**** Raw data ****

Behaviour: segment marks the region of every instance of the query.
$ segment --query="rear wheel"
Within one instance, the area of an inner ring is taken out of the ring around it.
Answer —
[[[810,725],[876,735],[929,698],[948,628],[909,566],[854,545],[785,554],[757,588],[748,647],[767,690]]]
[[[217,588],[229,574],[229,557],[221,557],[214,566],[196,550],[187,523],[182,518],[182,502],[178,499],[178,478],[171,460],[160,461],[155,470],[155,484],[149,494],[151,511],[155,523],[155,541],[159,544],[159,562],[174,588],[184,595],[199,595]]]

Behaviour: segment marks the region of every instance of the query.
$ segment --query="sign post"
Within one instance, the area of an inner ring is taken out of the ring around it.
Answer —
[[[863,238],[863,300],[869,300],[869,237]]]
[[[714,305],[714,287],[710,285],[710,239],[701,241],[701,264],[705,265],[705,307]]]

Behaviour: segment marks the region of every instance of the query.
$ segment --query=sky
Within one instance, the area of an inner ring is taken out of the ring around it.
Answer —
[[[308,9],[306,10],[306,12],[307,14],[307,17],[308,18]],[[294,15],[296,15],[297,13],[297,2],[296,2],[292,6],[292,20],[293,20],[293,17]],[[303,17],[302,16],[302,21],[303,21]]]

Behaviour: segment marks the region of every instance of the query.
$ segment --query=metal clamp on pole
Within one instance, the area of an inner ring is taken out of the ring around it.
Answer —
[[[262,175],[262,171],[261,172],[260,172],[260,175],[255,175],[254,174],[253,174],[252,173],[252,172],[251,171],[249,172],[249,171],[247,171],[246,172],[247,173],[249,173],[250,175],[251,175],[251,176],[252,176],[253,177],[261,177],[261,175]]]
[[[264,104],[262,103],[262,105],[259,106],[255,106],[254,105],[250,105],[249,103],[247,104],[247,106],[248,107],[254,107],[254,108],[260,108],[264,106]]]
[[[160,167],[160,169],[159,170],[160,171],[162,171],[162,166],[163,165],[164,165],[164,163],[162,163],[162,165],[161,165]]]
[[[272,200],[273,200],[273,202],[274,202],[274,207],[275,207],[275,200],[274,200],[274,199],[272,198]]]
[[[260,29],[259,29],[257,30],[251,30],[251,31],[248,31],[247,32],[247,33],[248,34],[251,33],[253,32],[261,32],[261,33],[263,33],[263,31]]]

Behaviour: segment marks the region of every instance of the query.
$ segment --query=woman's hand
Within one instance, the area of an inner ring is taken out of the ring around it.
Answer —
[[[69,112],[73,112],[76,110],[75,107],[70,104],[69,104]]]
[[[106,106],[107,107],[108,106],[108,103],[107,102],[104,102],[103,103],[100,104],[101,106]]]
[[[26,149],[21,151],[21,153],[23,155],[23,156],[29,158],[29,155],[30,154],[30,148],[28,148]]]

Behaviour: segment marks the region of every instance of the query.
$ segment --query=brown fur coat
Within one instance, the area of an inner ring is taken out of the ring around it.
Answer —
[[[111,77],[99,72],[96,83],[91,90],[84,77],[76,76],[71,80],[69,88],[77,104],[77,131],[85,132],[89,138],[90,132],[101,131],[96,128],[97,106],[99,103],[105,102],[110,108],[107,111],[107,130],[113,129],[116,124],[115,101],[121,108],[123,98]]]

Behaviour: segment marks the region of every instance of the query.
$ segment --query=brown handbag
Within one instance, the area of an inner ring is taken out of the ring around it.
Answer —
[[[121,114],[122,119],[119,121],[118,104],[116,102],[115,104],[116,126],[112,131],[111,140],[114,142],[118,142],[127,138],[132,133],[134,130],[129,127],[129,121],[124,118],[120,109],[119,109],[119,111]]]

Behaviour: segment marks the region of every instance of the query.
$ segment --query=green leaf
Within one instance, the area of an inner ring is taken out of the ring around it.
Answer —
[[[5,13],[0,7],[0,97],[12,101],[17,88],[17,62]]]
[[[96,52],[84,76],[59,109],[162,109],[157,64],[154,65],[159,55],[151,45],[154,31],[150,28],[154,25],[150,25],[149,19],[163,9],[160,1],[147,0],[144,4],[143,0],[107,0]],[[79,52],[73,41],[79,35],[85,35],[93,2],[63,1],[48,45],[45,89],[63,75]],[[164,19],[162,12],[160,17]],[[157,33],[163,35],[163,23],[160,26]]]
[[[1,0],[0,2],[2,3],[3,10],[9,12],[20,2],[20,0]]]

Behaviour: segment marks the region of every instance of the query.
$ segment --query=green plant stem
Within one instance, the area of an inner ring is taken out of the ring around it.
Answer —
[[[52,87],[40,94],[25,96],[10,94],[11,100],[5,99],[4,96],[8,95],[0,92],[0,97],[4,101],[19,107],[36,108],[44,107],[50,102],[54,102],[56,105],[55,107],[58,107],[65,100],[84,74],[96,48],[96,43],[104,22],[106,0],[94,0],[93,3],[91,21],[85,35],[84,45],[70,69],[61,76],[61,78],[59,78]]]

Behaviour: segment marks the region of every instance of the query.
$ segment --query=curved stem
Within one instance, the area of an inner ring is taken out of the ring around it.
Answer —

****

[Instructions to follow]: Which of the lines above contain the string "green", with case counting? Collect each of them and copy it out in full.

[Exercise answer]:
$ segment --query=green leaf
$ segment --query=green plant stem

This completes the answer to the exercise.